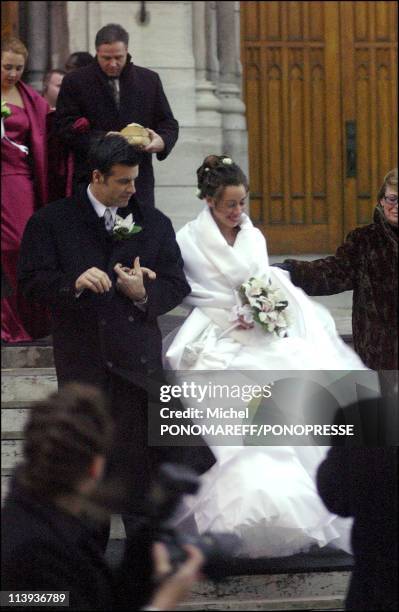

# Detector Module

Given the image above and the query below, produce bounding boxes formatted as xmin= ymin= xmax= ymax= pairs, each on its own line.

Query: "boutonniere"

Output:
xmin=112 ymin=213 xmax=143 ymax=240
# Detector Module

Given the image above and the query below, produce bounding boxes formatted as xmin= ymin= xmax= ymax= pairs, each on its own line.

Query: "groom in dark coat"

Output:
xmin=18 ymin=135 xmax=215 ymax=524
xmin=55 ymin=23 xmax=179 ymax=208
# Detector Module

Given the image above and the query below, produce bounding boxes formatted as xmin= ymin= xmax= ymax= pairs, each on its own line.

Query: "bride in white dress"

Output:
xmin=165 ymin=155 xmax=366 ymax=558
==
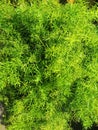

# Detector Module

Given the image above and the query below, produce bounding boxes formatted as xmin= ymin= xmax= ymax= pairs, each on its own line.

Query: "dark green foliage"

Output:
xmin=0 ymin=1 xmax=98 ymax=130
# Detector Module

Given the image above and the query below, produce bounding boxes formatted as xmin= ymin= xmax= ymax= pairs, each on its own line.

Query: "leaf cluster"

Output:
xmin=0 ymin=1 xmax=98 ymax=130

*PROBLEM STATEMENT*.
Every line above that holds the word "dark" needs to be copied.

*ANSWER SECTION*.
Query: "groom in dark coat"
Query: "dark green foliage"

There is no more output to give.